What the exercise asks » Please print every record below exactly as it appears.

Record list »

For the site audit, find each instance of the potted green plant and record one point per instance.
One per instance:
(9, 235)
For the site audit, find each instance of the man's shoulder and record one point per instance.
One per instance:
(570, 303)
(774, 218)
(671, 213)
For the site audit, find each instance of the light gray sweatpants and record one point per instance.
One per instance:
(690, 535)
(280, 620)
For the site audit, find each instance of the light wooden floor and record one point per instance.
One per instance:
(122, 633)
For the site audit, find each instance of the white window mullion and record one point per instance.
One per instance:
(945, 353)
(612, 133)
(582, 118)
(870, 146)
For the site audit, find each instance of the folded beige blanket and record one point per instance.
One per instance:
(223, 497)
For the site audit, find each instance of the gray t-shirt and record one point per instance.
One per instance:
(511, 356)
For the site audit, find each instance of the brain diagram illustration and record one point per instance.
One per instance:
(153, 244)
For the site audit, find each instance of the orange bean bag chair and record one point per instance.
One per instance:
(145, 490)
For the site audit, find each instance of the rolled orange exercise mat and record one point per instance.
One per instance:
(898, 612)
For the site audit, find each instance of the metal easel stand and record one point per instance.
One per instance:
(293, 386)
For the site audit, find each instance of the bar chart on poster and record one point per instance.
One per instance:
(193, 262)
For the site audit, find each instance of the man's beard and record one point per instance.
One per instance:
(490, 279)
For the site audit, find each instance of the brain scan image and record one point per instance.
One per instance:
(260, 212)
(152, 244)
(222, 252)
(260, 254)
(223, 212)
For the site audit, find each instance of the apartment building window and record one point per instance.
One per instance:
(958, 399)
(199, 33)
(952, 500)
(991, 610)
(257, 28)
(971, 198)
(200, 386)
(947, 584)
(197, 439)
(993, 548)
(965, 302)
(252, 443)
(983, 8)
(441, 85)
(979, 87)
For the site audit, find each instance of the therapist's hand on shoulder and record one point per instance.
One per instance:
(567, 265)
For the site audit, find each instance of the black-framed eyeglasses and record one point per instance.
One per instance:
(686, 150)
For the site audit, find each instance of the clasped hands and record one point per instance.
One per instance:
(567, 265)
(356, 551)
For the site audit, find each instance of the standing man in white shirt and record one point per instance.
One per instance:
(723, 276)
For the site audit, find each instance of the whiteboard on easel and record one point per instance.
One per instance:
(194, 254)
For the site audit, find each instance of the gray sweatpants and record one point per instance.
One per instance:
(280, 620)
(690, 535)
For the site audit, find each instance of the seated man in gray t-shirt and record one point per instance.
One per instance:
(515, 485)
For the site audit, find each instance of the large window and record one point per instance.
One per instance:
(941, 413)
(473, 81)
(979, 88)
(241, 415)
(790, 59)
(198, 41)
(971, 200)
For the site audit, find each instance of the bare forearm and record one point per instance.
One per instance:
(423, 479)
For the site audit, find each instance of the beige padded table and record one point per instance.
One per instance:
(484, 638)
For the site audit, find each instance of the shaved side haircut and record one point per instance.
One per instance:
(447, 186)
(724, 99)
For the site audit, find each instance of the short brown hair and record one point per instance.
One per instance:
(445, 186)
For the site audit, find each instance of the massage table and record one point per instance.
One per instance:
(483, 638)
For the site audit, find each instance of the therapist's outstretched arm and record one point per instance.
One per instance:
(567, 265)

The completed task »
For the site audit, find each instance of the potted green plant and record one point per instance.
One per instance:
(9, 235)
For the site audit, find each instance of the man's shoulder and record one point per instance.
One per instance:
(570, 303)
(774, 218)
(671, 213)
For the site audit, find each instance of the light gray sweatpants and record one point per instance.
One per instance:
(690, 535)
(280, 620)
For the site audit, find each instance of the light wooden floor and record one point per instance.
One per instance:
(122, 633)
For the site audit, find each instance of the white window mullion and record one point per instance.
One per instance:
(945, 353)
(612, 133)
(582, 118)
(870, 146)
For the site audit, find each instance of the folded beige blanket and record one point per instance.
One per instance:
(223, 497)
For the site audit, find each instance of the gray t-shirt and record one point per instance.
One per instance:
(511, 356)
For the site audit, find each instance of the brain diagram illustration and record one point per instance.
One per instance:
(153, 244)
For the site audit, find each instance of the orange bean bag chair and record one point per instance.
One per instance:
(145, 490)
For the site audit, find each instance of the rolled orange exercise mat and record one point per instance.
One per instance:
(898, 612)
For the site audit, find each instance of the metal easel stand and record one point per instance.
One per instance:
(293, 386)
For the site audit, find each instance of the bar chart on poster and record one point per instance.
One per instance:
(193, 262)
For the site audit, find each instance of the man's beard and record one point per instance.
One per instance:
(490, 279)
For the site audit, find each instance of the brain scan image and record one point per instance.
One per instance:
(260, 212)
(152, 244)
(222, 252)
(260, 254)
(223, 212)
For the site audit, find each instance of the apartment building window and record one point per instance.
One per instance:
(958, 399)
(199, 33)
(952, 500)
(991, 610)
(257, 28)
(971, 198)
(200, 386)
(947, 584)
(197, 439)
(993, 548)
(965, 302)
(252, 443)
(983, 8)
(441, 85)
(979, 87)
For the site audit, find each instance of the therapist's hand on shoulder and record one point per instance.
One per instance:
(567, 265)
For the site audit, find each instance of the black-framed eyeglasses and record one point per instance.
One per instance:
(686, 150)
For the site audit, find each instance of the clasped hands and record one point per instance.
One per instance:
(567, 265)
(356, 551)
For the site audit, find each instance of the standing man in white shirt and record one point per instance.
One per instance:
(723, 276)
For the site audit, find each instance of the whiteboard on easel and record one point per instance.
One per instance:
(194, 254)
For the site audit, find each instance of the gray sweatpants and record one point per instance.
One per instance:
(280, 620)
(690, 535)
For the site audit, find each instance of the seated man in gray t-shirt and record one point per instance.
One per instance:
(515, 485)
For the site audit, find each instance of the large window and record one point per instance.
One per instance:
(941, 413)
(473, 81)
(979, 88)
(241, 415)
(790, 59)
(198, 41)
(971, 200)
For the site audit, find each instance of the bare forearm and record one point per instance.
One per instance:
(423, 479)
For the site audit, find each instance of the beige padded table and record one point per instance.
One per instance:
(484, 638)
For the site audit, find each instance of the shaved side haircut and record one point per instance.
One per instance:
(447, 186)
(724, 99)
For the site audit, find each instance of the short brown hair and record one point per instance.
One per instance:
(445, 186)
For the site audit, find each instance of the massage table and record one point per instance.
One per instance:
(483, 638)
For the site audit, find each instance of the therapist's outstretched arm and record one point per instance.
One per instance:
(567, 265)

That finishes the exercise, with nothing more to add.